*Text for analysis*
__________________________________________________

Identification of Cancer Driver Genes by Integrating Multiomics Data with Graph Neural Networks

• Published in: Metabolites Vol. 13; no. 3; p. 339
• Main Authors: Song, Hongzhi, Yin, Chaoyi, Li, Zhuopeng, Feng, Ke, Cao, Yangkun, Gu, Yujie, Sun, Huiyan
• Format: Journal Article
• Language: English
• Published: Switzerland MDPI AG 24.02.2023; MDPI
• Subjects: Biological analysis; biomarker; Cancer; cancer driver gene; Classification; Computer applications; Datasets; DNA methylation; Epigenetics; Gene expression; Genetic aspects; Genomes; graph neural network; Metabolism; Methods; multiomics data; Mutation; Neural networks; Oncology, Experimental; PPI network; Precision medicine; Transcriptomics; Tumors; China; cancer driver gene; PPI network; multiomics data; graph neural network; biomarker
• ISSN: 2218-1989; 2218-1989
• DOI: 10.3390/metabo13030339

Cancer is a heterogeneous disease that is driven by the accumulation of both genetic and nongenetic alterations, so integrating multiomics data and extracting effective information from them is expected to be an effective way to predict cancer driver genes. In this paper, we first generate comprehensive instructive features for each gene from genomic, epigenomic, transcriptomic levels together with protein–protein interaction (PPI)-networks-derived attributes and then propose a novel semisupervised deep graph learning framework GGraphSAGE to predict cancer driver genes according to the impact of the alterations on a biological system. When applied to eight tumor types, experimental results suggest that GGraphSAGE outperforms several state-of-the-art computational methods for driver genes identification. Moreover, it broadens our current understanding of cancer driver genes from multiomics level and identifies driver genes specific to the tumor type rather than pan-cancer. We expect GGraphSAGE to open new avenues in precision medicine and even further predict drivers for other complex diseases.

__________________________________________________

*Work required*
Answer these questions using the article entry on cancer driver genes above.
(a) Which journal published the article, and in what volume and issue?
(b) What is the name of the framework the paper proposes?
(c) To how many tumor types was that framework applied?

__________________________________________________

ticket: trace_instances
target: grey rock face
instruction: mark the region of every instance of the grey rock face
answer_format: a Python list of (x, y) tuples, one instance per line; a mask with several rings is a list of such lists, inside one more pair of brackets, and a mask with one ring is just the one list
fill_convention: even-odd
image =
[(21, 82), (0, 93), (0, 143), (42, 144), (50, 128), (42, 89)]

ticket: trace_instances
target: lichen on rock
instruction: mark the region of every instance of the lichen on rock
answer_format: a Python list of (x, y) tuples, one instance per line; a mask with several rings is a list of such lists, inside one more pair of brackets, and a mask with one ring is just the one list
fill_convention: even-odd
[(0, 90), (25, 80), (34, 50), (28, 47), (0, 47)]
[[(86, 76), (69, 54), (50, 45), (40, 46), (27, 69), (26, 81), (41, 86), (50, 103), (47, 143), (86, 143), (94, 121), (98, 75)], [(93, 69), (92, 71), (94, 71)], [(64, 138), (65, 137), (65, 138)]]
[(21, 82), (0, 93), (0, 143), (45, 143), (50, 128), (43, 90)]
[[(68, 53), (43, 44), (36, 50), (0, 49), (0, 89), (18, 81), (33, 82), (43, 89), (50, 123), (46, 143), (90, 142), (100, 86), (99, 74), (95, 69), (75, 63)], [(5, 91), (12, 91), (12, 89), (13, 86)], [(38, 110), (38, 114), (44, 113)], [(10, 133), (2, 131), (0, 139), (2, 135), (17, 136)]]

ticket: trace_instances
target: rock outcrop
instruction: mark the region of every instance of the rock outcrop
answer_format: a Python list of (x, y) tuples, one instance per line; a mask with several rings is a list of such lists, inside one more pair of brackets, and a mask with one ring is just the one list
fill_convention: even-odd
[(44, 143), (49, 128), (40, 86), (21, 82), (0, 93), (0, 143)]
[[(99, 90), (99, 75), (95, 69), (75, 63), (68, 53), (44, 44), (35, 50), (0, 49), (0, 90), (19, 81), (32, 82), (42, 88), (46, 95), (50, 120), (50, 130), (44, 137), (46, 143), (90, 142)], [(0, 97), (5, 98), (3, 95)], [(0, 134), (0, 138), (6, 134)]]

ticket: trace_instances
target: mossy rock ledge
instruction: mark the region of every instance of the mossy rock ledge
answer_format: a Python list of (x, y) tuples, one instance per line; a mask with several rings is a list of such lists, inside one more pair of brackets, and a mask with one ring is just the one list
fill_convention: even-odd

__________________________________________________

*Problem solution*
(a) Metabolites, Vol. 13, no. 3
(b) GGraphSAGE
(c) Eight